■ What to work on: Repeat the records verbatim and leave the pictures out of your copy.

■ Stored rows:
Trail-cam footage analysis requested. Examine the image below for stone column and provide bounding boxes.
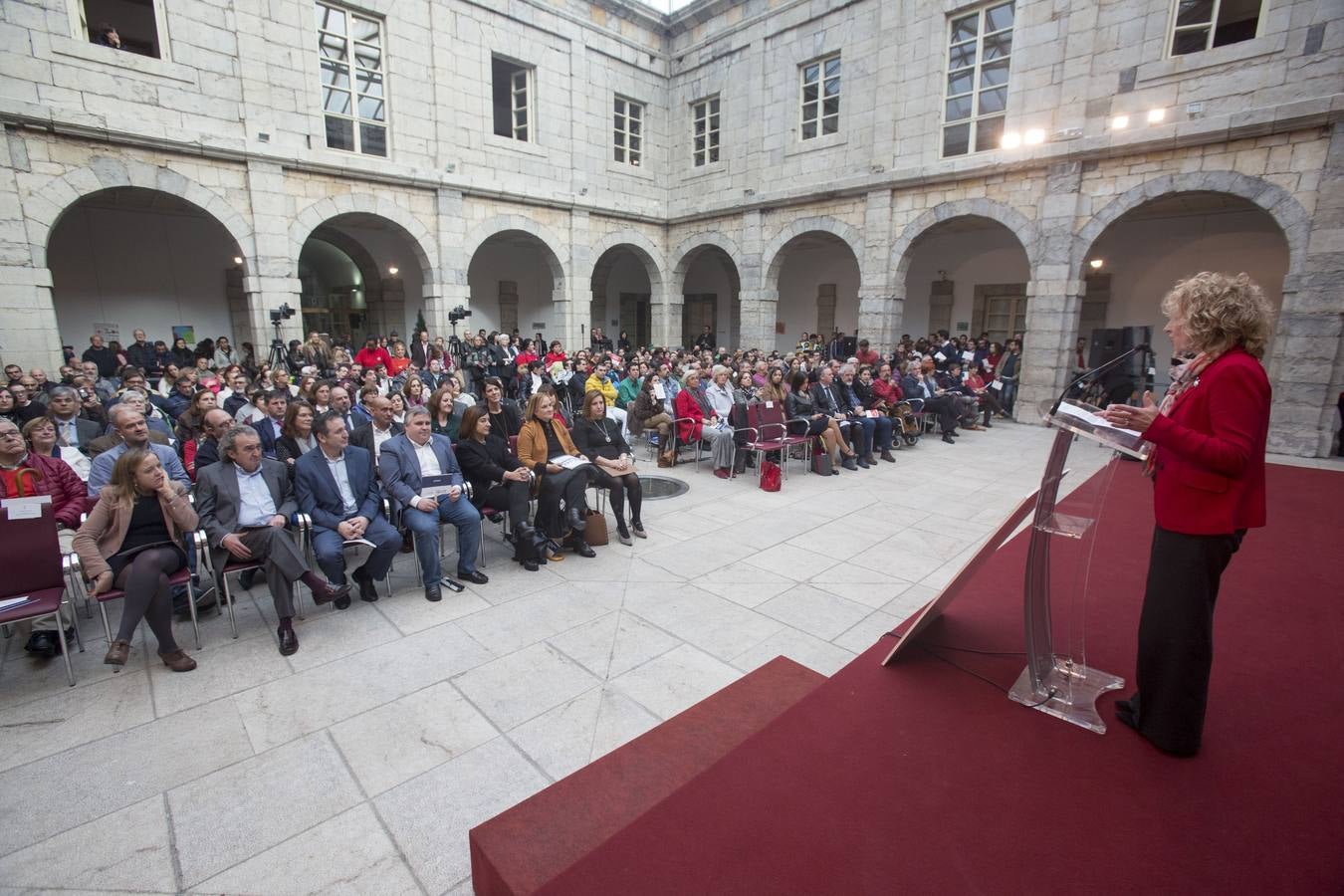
[435,187,472,337]
[1266,123,1344,457]
[857,189,903,354]
[0,127,63,376]
[738,209,780,350]
[243,160,307,348]
[1016,161,1083,423]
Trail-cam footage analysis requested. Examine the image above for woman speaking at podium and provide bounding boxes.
[1102,273,1272,757]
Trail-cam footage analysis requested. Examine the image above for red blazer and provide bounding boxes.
[1144,347,1270,535]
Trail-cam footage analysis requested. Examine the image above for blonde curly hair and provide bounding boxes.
[1163,272,1274,357]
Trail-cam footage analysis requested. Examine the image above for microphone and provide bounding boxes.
[1049,342,1152,416]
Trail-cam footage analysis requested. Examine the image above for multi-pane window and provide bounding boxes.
[315,3,387,156]
[691,97,719,168]
[1171,0,1263,57]
[611,97,644,165]
[798,54,840,139]
[942,3,1013,156]
[491,57,533,141]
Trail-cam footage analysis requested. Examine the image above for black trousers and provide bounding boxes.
[1132,527,1245,755]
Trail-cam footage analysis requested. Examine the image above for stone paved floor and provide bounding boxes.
[10,424,1317,895]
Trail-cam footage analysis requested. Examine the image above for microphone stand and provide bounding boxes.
[1049,342,1151,416]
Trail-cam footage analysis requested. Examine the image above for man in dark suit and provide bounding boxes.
[295,411,402,607]
[196,424,349,657]
[377,407,489,600]
[349,395,406,464]
[47,385,103,454]
[251,388,289,458]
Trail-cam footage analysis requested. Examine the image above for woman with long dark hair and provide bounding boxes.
[572,389,649,546]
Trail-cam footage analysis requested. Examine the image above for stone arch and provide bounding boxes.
[1068,170,1312,278]
[761,215,868,290]
[289,193,439,285]
[671,230,742,296]
[462,215,568,286]
[887,199,1036,296]
[23,156,257,273]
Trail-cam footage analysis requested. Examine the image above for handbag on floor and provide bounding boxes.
[585,508,607,549]
[811,445,833,476]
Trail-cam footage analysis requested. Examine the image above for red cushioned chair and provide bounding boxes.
[0,501,84,688]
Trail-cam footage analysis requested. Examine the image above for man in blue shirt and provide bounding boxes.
[89,403,191,499]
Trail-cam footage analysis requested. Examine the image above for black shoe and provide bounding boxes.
[351,566,377,608]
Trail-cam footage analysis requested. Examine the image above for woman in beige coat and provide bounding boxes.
[74,449,196,672]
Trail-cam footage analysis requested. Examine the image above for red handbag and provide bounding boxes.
[761,461,781,492]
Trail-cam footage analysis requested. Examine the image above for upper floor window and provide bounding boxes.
[77,0,164,59]
[798,54,840,139]
[315,3,387,156]
[942,3,1013,156]
[691,97,719,168]
[613,97,644,165]
[491,57,533,142]
[1171,0,1264,57]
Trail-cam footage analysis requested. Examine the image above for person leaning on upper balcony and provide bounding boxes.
[1102,272,1272,757]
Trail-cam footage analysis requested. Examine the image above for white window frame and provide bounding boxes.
[312,0,392,158]
[1167,0,1266,59]
[691,94,723,168]
[798,53,844,141]
[66,0,172,62]
[611,94,649,168]
[938,0,1017,158]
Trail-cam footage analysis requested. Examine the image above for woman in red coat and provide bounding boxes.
[1102,273,1272,757]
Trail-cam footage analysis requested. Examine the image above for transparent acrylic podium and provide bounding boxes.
[1008,400,1152,734]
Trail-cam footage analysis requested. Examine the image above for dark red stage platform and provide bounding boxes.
[473,464,1344,896]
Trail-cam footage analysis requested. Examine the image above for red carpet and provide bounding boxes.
[541,464,1344,896]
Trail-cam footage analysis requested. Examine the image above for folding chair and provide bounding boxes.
[0,501,84,688]
[295,508,396,610]
[196,513,307,646]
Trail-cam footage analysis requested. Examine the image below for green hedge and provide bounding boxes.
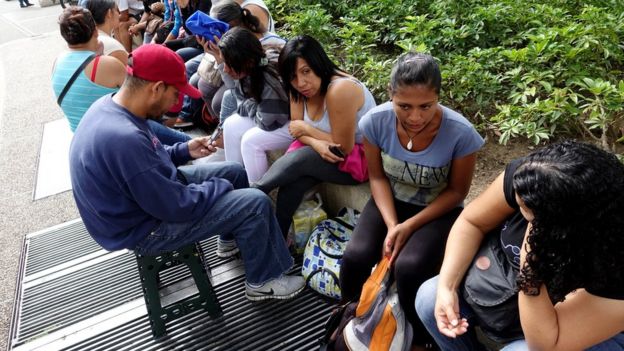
[269,0,624,150]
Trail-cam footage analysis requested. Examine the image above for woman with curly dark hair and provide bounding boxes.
[416,141,624,351]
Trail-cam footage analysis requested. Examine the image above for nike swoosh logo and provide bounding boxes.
[254,288,274,295]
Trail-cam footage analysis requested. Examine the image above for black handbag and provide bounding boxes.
[461,235,524,343]
[56,54,95,106]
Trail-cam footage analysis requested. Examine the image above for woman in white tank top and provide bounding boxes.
[255,35,375,239]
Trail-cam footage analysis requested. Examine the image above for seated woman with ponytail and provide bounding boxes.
[252,35,375,236]
[202,27,292,183]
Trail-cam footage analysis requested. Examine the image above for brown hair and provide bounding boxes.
[59,6,96,45]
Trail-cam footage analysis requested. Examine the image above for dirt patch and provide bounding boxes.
[466,138,536,203]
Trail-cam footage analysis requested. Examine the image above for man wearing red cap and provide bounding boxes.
[70,44,305,300]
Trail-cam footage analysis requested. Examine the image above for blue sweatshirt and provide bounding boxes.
[69,95,233,250]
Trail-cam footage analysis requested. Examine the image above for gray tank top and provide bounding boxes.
[303,77,377,144]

■ Task response:
Trail-cam footage analysis requested. Examine the image below for stone column and provide bounding boxes.
[435,187,472,337]
[1266,123,1344,457]
[857,189,903,354]
[0,127,63,376]
[738,209,780,350]
[243,160,307,348]
[1016,161,1083,423]
Trail-cam footage analysis requested. Examine the image above for woman speaking at podium and provide bounding boxes.
[1102,273,1272,757]
Trail-cam footage analysis requested. Examine the image above for red blazer and provide bounding boxes.
[1144,347,1270,535]
Trail-cam footage analysis requested. Examine the image above for blonde curly hair and provide bounding boxes.
[1163,272,1274,357]
Trail-cam footage analysis requested. Examine the image above for microphone and provide bounding boxes.
[1049,342,1152,416]
Trail-cam footage analysis requested. Examine the image above for multi-pane window and provide bounding boxes.
[315,3,387,156]
[691,97,719,168]
[1171,0,1263,57]
[611,97,644,165]
[798,54,840,139]
[942,3,1013,156]
[491,57,533,141]
Trail-cam footage analysis requested. Examine the image above for black trousers and provide bounding boxes.
[1132,527,1245,755]
Trail-cam footage analysis requested. Examine the image above for stone paved floor and provide bounding boxes.
[10,424,1317,895]
Trail-cam footage analysis requested. Examine the image above for microphone stand and provide bounding boxes.
[1049,342,1151,416]
Trail-cam footage analysis requested. Examine the image above for man in dark suit and provide bounding boxes.
[295,411,402,607]
[196,424,349,657]
[377,407,489,600]
[349,395,406,464]
[47,385,103,454]
[251,388,289,458]
Trail-cam footage analysis requested. Examine the image above for woman with long dark hair and provide bounding boxes.
[572,389,649,546]
Trail-cam footage analysis requested. Examine the image above for stone arch and provide bounding boxes.
[1068,170,1312,278]
[761,215,868,290]
[289,193,439,285]
[671,230,742,296]
[462,215,568,286]
[887,199,1036,296]
[23,156,257,273]
Trail-cam footage analysis requested. Examine the image above for handbag on floor and provide bounding boxes.
[585,508,607,549]
[811,445,833,476]
Trail-cam footage analysis requested. Examine the image above for red cushioned chair and provide bounding boxes.
[0,501,84,688]
Trail-cam footage analysis requested. Examine the image above for man in blue shirt and provide bounding boxes.
[89,403,191,499]
Trail-cam footage analysis requested. Examine the image above for black shoe and provide bounding boxes.
[351,566,377,608]
Trail-cam footage analysis requested. Examine the image above for woman in beige coat and provide bounding boxes.
[74,449,196,672]
Trail-cam footage analysis requested. Examine the image above for red handbag and provide bounding boxes.
[761,461,781,492]
Trail-cam footage analysis requested. Examine the image above for upper floor window and provide bounding boxes.
[77,0,164,59]
[798,54,840,139]
[315,3,387,156]
[942,3,1013,156]
[691,97,719,168]
[613,97,644,165]
[491,57,533,142]
[1171,0,1264,57]
Trail-cam footage analysis requested. Examine the image above for person leaning on upper balcony and provide bounding boxes.
[1102,272,1272,757]
Trail-cam footage analysis requested. Examine the image above for white window frame and provide bounding boxes.
[312,0,392,158]
[1167,0,1266,59]
[691,94,723,168]
[798,53,844,141]
[66,0,172,62]
[611,94,649,168]
[938,0,1017,158]
Trail-cam footage analysis requested. Examine the image above for woman in red coat and provide bounding boxes.
[1102,273,1272,757]
Trail-cam footage analysis requested. Examine the image above for transparent acrylic podium and provide bounding boxes.
[1008,400,1152,734]
Trail-cam footage analysis requested. Examine the image above for dark red stage platform and provide bounding boxes.
[473,464,1344,896]
Trail-cam footage analysis requested. Examine the image above for red carpet and provide bounding boxes.
[541,464,1344,896]
Trail-cam footage analysis requested. Examine the image above for folding chair and provide bounding boxes.
[0,501,84,688]
[295,508,396,610]
[196,513,307,646]
Trail-cam footage analysis requested. Examine the image below for green hedge and provide bounding boxes.
[269,0,624,150]
Trail-cam footage analysis requested. Examine the image above for woman with curly dark hair and provide bounding boxes.
[416,141,624,351]
Trail-cam footage analysis requested. Examine the image above for nike swoosh logo and provide bounding boxes.
[254,288,274,295]
Trail-cam footage analysis requested. Examine the image above for black handbag and provide bounding boxes.
[461,235,524,343]
[56,54,95,106]
Trail-cam footage analysis requested. Examine the image above for woman in white tank top and provide bounding boxes.
[255,35,375,239]
Trail-cam footage analysis requested. Examine the image above for seated woman with ponytail and provide bounding boxes.
[252,35,375,236]
[202,27,292,183]
Trail-cam footage analysis requested. Examine the image above for brown hair and provide bounding boxes.
[59,6,96,45]
Trail-cam footage analysis requested. Examine the image above for dirt patch and provide bounding boxes.
[466,138,536,203]
Trail-cam footage analysis requested. Examine the image above for man wearing red cap and provide bounding boxes.
[70,44,305,300]
Trail-cam footage analysis requested. Examine the image above for blue sweatshirt and provide bounding boxes.
[69,95,233,250]
Trail-cam footage analysis requested. Examine the image above for gray tank top and provide bounding boxes.
[303,77,377,144]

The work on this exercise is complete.